Annotation dataset entries
▶
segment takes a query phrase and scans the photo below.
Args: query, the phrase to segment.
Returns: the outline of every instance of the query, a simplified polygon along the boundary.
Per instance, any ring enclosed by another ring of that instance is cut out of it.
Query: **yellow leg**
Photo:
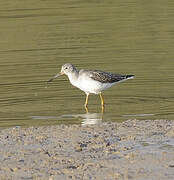
[[[103,96],[102,96],[101,93],[100,93],[99,95],[100,95],[100,99],[101,99],[101,105],[104,106],[104,99],[103,99]]]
◀
- [Task to carry out]: Rewrite the lines of every record in the material with "boundary" changed to "edge" and everything else kept the same. Omit the pictures from your answer.

- [Answer to this task]:
segment takes a query phrase and scans the photo below.
Args: query, the phrase to segment.
Returns: the outline of every instance of the query, a simplified polygon along the edge.
Per instance, any ring enclosed by another ring of that instance is cut out of it.
Query: **yellow leg**
Photo:
[[[103,96],[102,96],[101,93],[100,93],[99,95],[100,95],[100,99],[101,99],[101,105],[104,106],[104,99],[103,99]]]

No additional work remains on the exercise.